Task goal →
Please show all lines of the records that include "below".

Natural-language object grounding data
^^^^^^^^

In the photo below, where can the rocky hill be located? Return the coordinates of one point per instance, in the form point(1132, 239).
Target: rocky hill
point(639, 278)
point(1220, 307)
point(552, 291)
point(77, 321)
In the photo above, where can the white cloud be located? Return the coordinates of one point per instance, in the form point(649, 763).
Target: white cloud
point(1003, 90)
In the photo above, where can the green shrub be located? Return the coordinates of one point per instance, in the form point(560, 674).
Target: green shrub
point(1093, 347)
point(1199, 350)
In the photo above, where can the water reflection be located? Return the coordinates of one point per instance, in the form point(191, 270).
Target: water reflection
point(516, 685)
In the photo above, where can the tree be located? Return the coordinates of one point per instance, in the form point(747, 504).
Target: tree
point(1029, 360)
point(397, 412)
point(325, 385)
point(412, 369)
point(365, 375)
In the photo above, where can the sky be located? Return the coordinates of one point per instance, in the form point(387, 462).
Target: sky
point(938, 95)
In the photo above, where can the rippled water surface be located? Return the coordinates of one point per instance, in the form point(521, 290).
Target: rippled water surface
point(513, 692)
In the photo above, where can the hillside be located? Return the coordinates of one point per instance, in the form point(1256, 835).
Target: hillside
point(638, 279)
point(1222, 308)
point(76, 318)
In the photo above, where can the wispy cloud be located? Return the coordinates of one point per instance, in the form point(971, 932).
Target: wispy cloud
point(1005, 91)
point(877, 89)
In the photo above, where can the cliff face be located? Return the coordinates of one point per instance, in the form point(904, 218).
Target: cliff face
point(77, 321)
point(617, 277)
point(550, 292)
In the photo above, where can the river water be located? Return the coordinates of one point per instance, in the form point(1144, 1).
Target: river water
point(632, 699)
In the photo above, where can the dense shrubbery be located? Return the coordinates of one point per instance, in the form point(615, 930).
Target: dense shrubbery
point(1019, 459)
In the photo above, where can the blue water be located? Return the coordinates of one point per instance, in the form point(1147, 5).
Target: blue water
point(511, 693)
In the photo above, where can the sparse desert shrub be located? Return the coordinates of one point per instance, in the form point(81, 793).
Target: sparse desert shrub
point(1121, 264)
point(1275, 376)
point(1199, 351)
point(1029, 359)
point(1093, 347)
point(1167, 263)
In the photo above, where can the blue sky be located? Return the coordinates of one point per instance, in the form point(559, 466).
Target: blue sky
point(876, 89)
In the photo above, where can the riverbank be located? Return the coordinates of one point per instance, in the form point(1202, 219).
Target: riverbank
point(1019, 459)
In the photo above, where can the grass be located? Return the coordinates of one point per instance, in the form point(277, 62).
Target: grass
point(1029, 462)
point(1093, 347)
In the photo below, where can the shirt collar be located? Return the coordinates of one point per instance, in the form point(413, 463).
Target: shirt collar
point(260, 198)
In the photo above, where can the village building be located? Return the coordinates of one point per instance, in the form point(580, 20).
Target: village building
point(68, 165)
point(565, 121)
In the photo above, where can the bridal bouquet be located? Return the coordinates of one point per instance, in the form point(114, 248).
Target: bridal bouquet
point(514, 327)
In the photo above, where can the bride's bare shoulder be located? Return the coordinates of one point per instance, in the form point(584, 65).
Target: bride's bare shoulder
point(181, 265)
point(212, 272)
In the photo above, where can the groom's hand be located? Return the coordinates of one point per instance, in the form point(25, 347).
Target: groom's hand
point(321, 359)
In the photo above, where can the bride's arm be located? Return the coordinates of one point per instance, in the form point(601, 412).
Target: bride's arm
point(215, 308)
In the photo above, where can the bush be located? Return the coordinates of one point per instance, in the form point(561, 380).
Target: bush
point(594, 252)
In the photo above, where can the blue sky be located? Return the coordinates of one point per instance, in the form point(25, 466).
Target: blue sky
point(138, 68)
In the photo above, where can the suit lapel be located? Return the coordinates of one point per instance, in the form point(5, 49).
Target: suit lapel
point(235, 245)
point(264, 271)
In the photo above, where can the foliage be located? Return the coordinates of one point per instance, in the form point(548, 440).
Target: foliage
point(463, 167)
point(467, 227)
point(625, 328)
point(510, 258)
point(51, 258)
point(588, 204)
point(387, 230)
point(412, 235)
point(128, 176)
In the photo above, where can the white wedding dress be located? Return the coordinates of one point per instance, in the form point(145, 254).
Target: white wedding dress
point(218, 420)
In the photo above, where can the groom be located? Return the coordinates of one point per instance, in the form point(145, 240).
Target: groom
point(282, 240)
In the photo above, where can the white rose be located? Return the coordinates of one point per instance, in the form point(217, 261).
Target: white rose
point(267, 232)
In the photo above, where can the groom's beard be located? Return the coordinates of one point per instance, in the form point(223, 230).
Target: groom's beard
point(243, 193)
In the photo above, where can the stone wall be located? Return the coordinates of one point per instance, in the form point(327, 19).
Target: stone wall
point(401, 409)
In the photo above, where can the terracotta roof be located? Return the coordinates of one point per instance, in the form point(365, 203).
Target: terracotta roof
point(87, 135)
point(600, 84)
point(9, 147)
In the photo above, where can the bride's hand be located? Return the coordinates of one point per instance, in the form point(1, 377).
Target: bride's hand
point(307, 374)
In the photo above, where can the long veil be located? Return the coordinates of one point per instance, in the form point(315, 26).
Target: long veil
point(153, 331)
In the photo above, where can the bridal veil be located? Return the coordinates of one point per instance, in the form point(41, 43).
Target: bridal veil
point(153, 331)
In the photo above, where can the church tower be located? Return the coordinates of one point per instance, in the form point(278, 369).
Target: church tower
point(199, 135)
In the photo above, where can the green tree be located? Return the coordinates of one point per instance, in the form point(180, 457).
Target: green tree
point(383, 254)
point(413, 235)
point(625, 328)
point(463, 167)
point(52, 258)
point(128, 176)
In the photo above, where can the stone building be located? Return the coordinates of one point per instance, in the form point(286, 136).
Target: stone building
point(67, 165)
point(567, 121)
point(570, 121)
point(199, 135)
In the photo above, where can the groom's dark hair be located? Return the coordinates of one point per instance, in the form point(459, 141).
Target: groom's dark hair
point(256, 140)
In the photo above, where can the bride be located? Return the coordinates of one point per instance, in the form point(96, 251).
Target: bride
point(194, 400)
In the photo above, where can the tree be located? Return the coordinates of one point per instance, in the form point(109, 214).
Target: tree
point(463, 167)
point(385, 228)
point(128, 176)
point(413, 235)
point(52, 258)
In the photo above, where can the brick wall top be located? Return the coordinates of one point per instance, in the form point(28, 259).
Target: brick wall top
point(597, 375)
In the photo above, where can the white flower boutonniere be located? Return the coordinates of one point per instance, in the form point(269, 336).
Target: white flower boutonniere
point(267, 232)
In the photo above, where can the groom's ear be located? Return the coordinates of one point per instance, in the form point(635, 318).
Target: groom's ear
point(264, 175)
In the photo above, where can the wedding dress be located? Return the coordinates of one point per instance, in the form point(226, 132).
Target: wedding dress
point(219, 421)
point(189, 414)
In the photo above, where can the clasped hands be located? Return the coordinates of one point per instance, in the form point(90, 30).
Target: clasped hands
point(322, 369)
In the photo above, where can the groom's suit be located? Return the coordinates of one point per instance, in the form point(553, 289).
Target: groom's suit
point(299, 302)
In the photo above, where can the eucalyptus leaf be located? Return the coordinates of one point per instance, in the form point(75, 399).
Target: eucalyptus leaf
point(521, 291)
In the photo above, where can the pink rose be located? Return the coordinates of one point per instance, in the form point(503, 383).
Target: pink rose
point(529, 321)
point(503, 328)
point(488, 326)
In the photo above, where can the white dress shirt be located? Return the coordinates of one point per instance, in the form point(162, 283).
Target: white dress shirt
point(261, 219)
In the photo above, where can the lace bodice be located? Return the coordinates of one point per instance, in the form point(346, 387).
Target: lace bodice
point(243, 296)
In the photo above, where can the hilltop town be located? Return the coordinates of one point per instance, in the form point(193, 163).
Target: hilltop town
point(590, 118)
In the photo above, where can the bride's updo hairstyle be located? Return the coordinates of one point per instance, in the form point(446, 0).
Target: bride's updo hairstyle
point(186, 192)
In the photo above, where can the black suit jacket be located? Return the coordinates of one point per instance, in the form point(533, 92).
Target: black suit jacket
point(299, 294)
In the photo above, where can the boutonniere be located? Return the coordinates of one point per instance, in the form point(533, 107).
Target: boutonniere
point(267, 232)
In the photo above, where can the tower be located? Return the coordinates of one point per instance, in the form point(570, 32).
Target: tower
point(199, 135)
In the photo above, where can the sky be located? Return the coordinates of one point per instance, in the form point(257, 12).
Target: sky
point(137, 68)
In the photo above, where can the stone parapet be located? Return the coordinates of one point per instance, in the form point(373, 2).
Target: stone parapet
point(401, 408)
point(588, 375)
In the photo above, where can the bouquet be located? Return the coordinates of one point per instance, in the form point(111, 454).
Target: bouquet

^^^^^^^^

Solved problem →
In the photo below, where can the rocky hill be located? Return the coordinates of one point per instance, in the form point(1132, 239).
In the photo below, where can the shirt collar be located? Return the coordinates of one point per instance, in the form point(413, 463).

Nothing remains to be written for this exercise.